__Problem to solve__. Could you copy the entries below line for line, leaving out the pictures?

__A run of entries__.
= = = =

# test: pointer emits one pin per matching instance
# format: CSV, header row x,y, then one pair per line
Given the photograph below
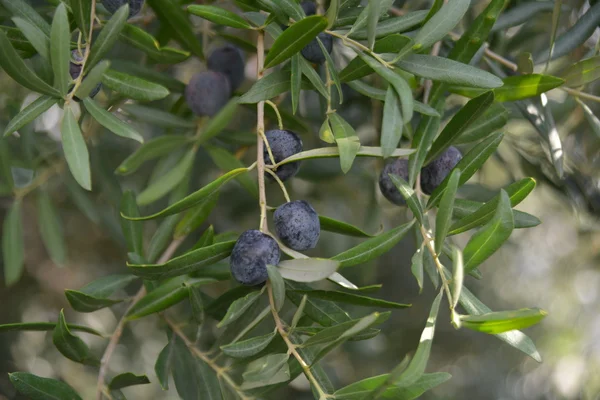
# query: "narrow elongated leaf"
x,y
150,150
108,36
92,79
373,247
517,192
489,239
409,195
194,198
50,229
70,345
111,122
239,307
329,152
35,36
16,68
186,263
76,152
441,23
164,296
134,87
37,388
171,14
515,338
219,16
444,215
468,165
503,321
278,286
448,71
248,347
351,298
127,379
163,185
13,246
307,269
332,225
465,117
391,126
29,113
293,39
60,50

= = = =

__Response to this exercise__.
# test: pointer emits one pin per matching instance
# format: CSV, header row x,y, then one pair per line
Given the photograph below
# query: "narrow elongated leaf"
x,y
150,150
108,36
92,79
373,247
517,192
489,239
409,195
194,198
50,229
70,345
111,122
239,307
329,152
35,36
16,68
186,263
76,152
441,23
164,296
134,87
37,388
171,14
515,338
219,16
444,215
468,165
503,321
278,286
448,71
248,347
351,298
127,379
163,185
13,246
307,269
332,225
465,117
391,126
29,113
293,39
60,50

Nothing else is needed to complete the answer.